Exercise details. Repeat every one of the entries below word for word, with nothing changed.

Provided records.
— START —

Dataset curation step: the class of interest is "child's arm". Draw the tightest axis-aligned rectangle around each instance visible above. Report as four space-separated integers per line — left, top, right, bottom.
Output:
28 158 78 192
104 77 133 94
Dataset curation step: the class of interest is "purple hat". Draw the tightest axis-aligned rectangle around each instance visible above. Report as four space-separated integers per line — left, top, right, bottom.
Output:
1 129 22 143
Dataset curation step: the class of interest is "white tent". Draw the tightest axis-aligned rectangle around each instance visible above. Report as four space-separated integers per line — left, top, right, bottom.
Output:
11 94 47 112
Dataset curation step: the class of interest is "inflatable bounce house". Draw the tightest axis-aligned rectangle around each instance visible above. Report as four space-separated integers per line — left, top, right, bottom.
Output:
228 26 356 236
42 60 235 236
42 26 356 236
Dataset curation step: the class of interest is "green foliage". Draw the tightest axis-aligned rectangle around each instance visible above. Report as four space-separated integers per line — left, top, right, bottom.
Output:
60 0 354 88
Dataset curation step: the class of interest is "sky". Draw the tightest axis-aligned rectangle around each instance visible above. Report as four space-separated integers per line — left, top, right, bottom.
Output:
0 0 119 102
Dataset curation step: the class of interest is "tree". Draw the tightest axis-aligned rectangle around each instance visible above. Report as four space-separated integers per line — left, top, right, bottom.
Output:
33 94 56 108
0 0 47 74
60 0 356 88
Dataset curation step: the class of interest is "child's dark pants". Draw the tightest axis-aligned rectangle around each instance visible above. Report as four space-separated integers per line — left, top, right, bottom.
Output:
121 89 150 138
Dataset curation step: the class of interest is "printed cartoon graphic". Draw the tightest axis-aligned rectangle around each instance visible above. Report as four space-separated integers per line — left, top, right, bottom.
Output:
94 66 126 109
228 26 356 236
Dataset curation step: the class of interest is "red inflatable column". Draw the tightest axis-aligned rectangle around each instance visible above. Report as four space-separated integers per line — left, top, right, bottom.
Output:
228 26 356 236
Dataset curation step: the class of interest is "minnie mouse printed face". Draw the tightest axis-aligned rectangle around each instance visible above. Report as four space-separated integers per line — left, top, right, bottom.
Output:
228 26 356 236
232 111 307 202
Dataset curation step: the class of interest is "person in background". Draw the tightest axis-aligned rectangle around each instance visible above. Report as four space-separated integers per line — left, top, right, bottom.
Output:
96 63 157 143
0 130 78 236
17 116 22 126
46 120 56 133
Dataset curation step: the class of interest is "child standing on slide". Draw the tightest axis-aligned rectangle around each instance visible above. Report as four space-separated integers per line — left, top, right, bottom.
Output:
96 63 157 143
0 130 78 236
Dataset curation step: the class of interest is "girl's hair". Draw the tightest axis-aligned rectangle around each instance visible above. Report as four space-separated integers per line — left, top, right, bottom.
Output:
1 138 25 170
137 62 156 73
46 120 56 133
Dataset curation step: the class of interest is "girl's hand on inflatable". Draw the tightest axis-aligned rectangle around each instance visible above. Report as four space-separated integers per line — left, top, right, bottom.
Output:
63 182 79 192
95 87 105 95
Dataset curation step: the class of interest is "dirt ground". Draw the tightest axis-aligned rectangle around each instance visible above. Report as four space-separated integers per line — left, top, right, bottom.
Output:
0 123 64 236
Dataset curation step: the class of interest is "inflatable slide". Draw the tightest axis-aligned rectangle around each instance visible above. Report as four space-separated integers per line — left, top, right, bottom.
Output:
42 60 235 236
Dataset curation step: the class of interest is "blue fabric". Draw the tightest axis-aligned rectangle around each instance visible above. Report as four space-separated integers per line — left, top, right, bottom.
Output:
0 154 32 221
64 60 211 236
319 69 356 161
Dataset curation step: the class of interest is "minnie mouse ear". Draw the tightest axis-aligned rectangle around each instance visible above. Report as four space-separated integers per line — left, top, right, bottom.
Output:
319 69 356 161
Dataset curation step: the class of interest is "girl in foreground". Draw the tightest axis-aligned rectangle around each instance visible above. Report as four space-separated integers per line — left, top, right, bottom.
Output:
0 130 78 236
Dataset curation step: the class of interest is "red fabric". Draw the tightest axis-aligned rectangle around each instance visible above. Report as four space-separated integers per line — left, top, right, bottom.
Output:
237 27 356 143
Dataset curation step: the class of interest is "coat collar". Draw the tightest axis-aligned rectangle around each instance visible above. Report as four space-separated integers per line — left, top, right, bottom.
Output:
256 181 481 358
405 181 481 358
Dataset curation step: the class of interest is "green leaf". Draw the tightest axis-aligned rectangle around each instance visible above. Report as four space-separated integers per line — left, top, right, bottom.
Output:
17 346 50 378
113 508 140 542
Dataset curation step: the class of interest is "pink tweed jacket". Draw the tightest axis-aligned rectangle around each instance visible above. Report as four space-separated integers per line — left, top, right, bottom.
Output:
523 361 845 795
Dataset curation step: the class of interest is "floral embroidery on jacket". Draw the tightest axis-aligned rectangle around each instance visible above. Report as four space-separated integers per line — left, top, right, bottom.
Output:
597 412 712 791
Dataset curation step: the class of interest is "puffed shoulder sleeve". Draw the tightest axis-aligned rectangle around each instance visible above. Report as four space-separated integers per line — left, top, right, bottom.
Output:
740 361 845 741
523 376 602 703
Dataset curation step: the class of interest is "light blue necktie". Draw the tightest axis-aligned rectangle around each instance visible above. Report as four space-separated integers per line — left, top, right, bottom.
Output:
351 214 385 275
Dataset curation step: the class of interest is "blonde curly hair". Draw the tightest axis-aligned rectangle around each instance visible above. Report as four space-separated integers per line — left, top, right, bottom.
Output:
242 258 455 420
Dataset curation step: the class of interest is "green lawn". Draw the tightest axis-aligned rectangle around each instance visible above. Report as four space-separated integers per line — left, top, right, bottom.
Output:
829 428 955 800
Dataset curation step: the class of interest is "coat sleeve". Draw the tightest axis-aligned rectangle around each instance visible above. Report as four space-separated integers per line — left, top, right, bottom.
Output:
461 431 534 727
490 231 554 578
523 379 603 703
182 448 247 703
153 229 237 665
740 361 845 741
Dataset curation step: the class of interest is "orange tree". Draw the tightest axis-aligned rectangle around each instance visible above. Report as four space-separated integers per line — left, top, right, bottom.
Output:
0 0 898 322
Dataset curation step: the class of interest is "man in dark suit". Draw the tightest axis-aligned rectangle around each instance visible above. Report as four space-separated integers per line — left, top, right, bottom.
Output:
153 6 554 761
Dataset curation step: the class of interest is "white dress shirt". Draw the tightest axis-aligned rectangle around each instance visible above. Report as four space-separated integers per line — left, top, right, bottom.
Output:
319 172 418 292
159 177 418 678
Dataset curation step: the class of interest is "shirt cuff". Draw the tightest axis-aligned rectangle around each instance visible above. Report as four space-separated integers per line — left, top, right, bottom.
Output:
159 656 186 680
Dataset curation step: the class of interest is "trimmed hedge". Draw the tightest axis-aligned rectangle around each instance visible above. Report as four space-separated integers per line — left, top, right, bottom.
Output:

— END —

Written answer.
Dataset curation step: the class of interest is "child's arm". Draw the tightest axis-aligned rectangle around each instance visible above. Report as four space-separated integers per line — left, top, right, bottom.
Output:
28 158 78 192
104 77 133 94
Dataset curation step: the class of interest is "purple hat". Draw the tightest axis-aligned rectangle around each instance visible above. Report as four space-separated integers per line — left, top, right, bottom.
Output:
1 129 22 143
Dataset curation step: the class of interest is "white tent". Draw the tightest axis-aligned rectangle around each instance visible above. Report as four space-separated integers per line — left, top, right, bottom.
Output:
11 94 47 112
Dataset curation step: the class of interest is "inflatable bounce house". Draw the tightest axis-aligned rectangle around each instance visible above. Report as four space-separated integers per line — left, top, right, bottom.
Output:
228 26 356 236
42 60 235 236
42 26 356 236
Dataset curation step: the class of interest is "green foliage". Draw the tightest axis-aligned rectangle around each instance visible above. Report as four space-separated integers per line — left, top, right, bottom.
Output:
60 0 354 88
Dataset curation step: the class of interest is "sky". Draw the tightest axis-aligned rectangle around each instance visible above. Report as four space-separated integers per line — left, top, right, bottom.
Output:
0 0 119 102
Dataset curation step: the class of interest is "tree". Draw the tightest axis-aligned rectangle around each instance visible above. Report as four space-separated integers per line — left, top, right, bottom.
Output:
33 94 56 108
0 0 47 74
60 0 356 88
Dataset curation step: the class of interest is "child's dark pants". Draw the tightest axis-aligned rectangle around each instance visible above. Report as four space-separated integers per line — left, top, right, bottom.
Output:
121 89 150 138
Dataset curation step: the class of interest is "printed cartoon graphic". Draw the tightest axis-aligned rectangle around each instance visible above. Report as four space-separated integers per line — left, top, right, bottom.
Output:
94 66 126 109
228 26 356 236
Dataset curation step: the class of interest is "red inflatable column". Draw the tightest axis-aligned rectangle around each instance visible above. Report as four space-separated integers per line — left, top, right, bottom.
Output:
228 26 356 236
Dataset curation step: the class of interest is "minnie mouse printed face". Draw the tightest axis-aligned rectangle around each instance visible above. Report as four space-separated integers per line — left, top, right, bottom.
Output:
228 26 356 236
232 111 307 202
Dataset curation step: the class of interest is "person in background". Draw the tightest axis-aligned rectangle around each instance visible above. Report as four space-separated integers per line — left, top, right, bottom.
Output:
96 63 157 143
0 130 78 236
17 116 22 126
46 120 56 133
Dataset curation step: the class of interest is "child standing on slide". Draw the tightest axis-aligned rectangle around each instance visible above. Report as four space-separated integers per line — left, top, right, bottom.
Output:
96 63 157 143
0 130 78 236
Dataset curation step: the class of interest is "girl's hair". Draw the tightest axis-aligned rectangle around each instance visible above. Report as four space-separated integers per line — left, top, right, bottom.
Output:
1 138 25 170
137 62 156 73
46 120 56 133
Dataset curation step: the class of interest is "girl's hand on inflatable". Draw the tightest axis-aligned rectangle around each instance visible above. Report as four space-separated integers per line — left, top, right, bottom.
Output:
63 182 79 192
95 87 105 95
Dataset curation step: the class of interest is "dirt ground". Draw the tightest axis-aligned rectangle around each instance visible above. Report as four space-separated integers per line — left, top, right, bottom.
Output:
0 123 64 236
Dataset curation step: the class of interest is "inflatable slide". Draw the tightest axis-aligned rectangle around each instance visible above. Report as four space-separated integers per line — left, top, right, bottom.
Output:
42 60 235 236
Dataset curation step: the class of interest is "blue fabric". Draw the tightest axis-aligned rectangle around each instance visible above. Report as four space-separated integers per line — left, top, right, bottom.
Output:
0 154 32 221
64 60 211 236
319 69 356 161
Dataset curation step: the class of interest is "minnie mouse ear". Draw the tightest axis-aligned rectangle around each instance visible above. Report as four space-separated integers per line — left, top, right, bottom.
Output:
319 69 356 161
Dataset curation step: the class of interest is "girl in foreground". Draw the tightest axis-aligned rectangle around each instance visible above. Report as four space-separated integers per line — left, top, right, bottom.
Output:
0 130 78 236
Dataset curation step: the class of interest is "red fabric". Draw the tightest axis-aligned rectangle around each instance visible above. Report as four space-separated integers per line — left, top, right, bottom.
Output:
237 27 356 143
Dataset curation step: the class of interest is "coat collar". Draw the tightest axis-aligned rectangle around each instance visible above. Report as four space-separated integers per line — left, top, right, bottom.
Output:
256 181 481 358
405 181 481 358
Dataset curation step: the class of interest is "green leaf". Draw the tightest axis-aligned rectangle around each instance visible above. Report as four space-separated integers per line — left, top, right, bottom.
Output:
17 346 50 378
113 508 140 542
Dataset curation step: the class of interest is "pink tweed jacket". Draw the tightest axis-aligned rectangle around each instance visible above. Report as four space-separated integers per line — left, top, right, bottom.
Output:
523 361 845 795
Dataset curation step: the class of interest is "floral embroidery on jacket". Draw the tightest axis-aligned rectangle around each instance visible above. Report as four space-separated integers per line — left, top, right, bottom.
Output:
597 412 712 791
Dataset curation step: the class of interest is "puffed shoulder sleeve". Draw the tightest axis-aligned rectangle around each instance visible above. Report as four space-separated integers per line — left, top, right, bottom.
Output:
740 361 845 741
523 376 602 703
Dataset curation step: the class of interest is "light blue necktie". Draw the tightest axis-aligned rectangle around each instance visible above. Report as four space-separated integers per line — left, top, right, bottom.
Output:
351 214 385 275
Dataset curation step: the class of interest is "blonde curly hair". Draw the tightest axis-aligned rectangle around each instance visible above. Report as four space-separated integers per line — left, top, right, bottom.
Output:
242 258 455 420
Dataset curation step: the class of interest is "green lawn". Draw the tightest axis-aligned rectangle around each instance visible above. Report as four space-separated integers per line — left, top, right, bottom.
Output:
829 428 955 800
Dataset curation step: the class of interest is "coat sleeve". Draw the tightest axis-aligned rectangle around each instance visible above. Report as four space-separated integers per line — left, top, right, bottom.
Output:
461 431 534 727
490 231 554 578
523 379 603 703
182 448 247 703
153 229 237 665
740 361 845 741
Dataset curation step: the class of interest is "orange tree". Draw the tightest axis-aligned rectangle around each instance visible above. Report as four space-separated integers per line — left, top, right, bottom.
Output:
0 0 898 322
Dataset curation step: the class of interest is "man in dark suit". Draw the tightest axis-aligned rectangle around each instance visible above. Report as four space-separated integers per line — left, top, right, bottom.
Output:
153 6 554 761
Dataset curation step: the class of interest is "white dress shirt". Draw the tightest axis-aligned rectangle around each instance visible above. Report as four space-separated integers per line — left, top, right, bottom.
Output:
319 172 418 292
159 177 418 678
Dataset curation step: the class of interest is "shirt cuff". Draw the tightest axis-aligned rectangle around each instance visible above. Report as four space-separated integers per line — left, top, right, bottom.
Output:
159 656 186 680
Dataset curation step: the class of interest is "trimmed hedge". Draw the tightest axis-aligned rectangle around each instance visible above. Report as four space-separated integers per line — left, top, right, bottom.
Output:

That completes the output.